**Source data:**

BEGIN

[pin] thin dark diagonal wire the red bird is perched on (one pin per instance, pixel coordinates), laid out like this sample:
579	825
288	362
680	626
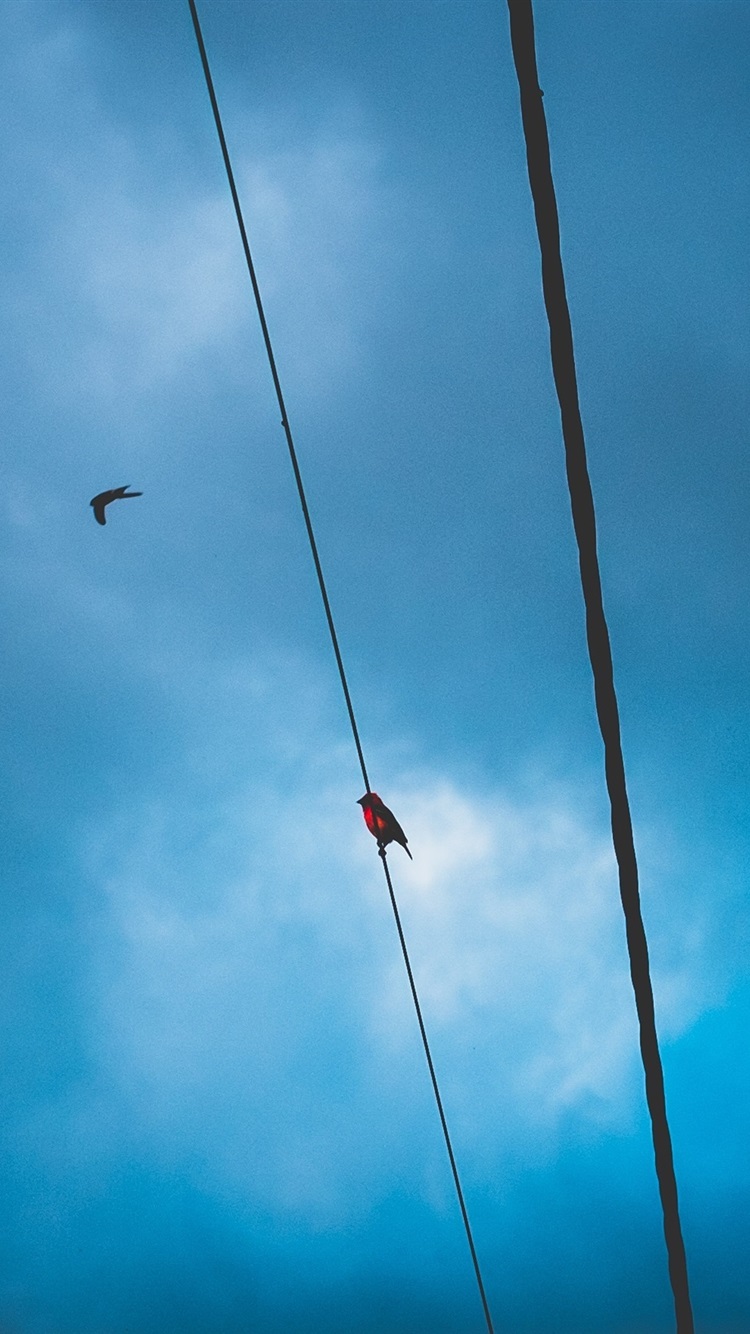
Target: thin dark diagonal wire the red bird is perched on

END
BEGIN

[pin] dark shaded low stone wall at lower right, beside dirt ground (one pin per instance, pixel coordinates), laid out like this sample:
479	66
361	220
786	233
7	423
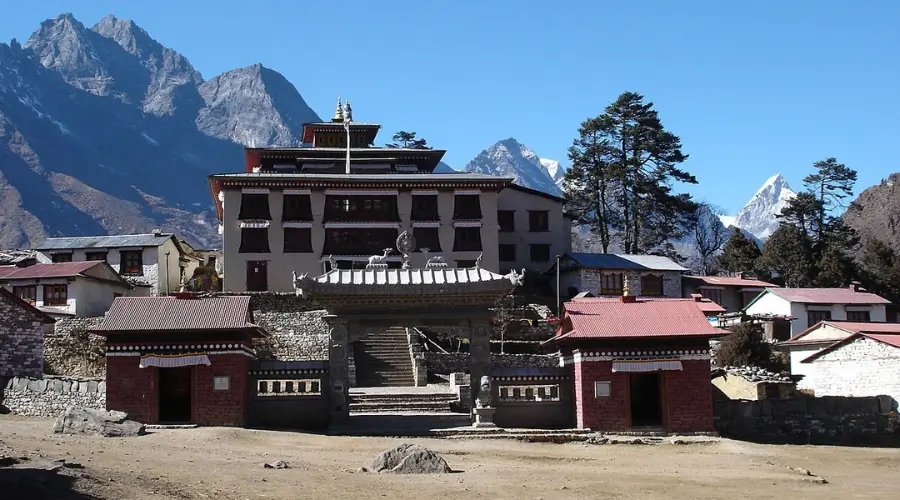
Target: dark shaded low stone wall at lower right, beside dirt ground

END
BEGIN

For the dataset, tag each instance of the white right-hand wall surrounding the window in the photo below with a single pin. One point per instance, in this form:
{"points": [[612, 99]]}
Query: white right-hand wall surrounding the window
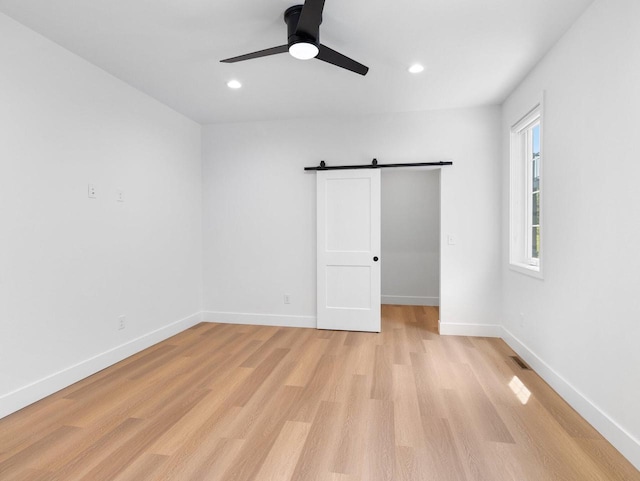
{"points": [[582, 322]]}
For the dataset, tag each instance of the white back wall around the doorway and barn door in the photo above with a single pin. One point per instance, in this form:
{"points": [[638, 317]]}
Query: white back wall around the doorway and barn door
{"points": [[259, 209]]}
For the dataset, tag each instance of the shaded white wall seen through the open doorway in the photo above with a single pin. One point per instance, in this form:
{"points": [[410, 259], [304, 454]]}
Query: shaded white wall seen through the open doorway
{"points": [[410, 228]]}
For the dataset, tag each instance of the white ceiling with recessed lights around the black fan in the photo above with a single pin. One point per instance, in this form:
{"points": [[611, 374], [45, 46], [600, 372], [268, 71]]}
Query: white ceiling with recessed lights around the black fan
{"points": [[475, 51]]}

END

**What is being asked:**
Go through the records line by line and count those containing the string "ground". Give only the total.

**Result of this task:**
2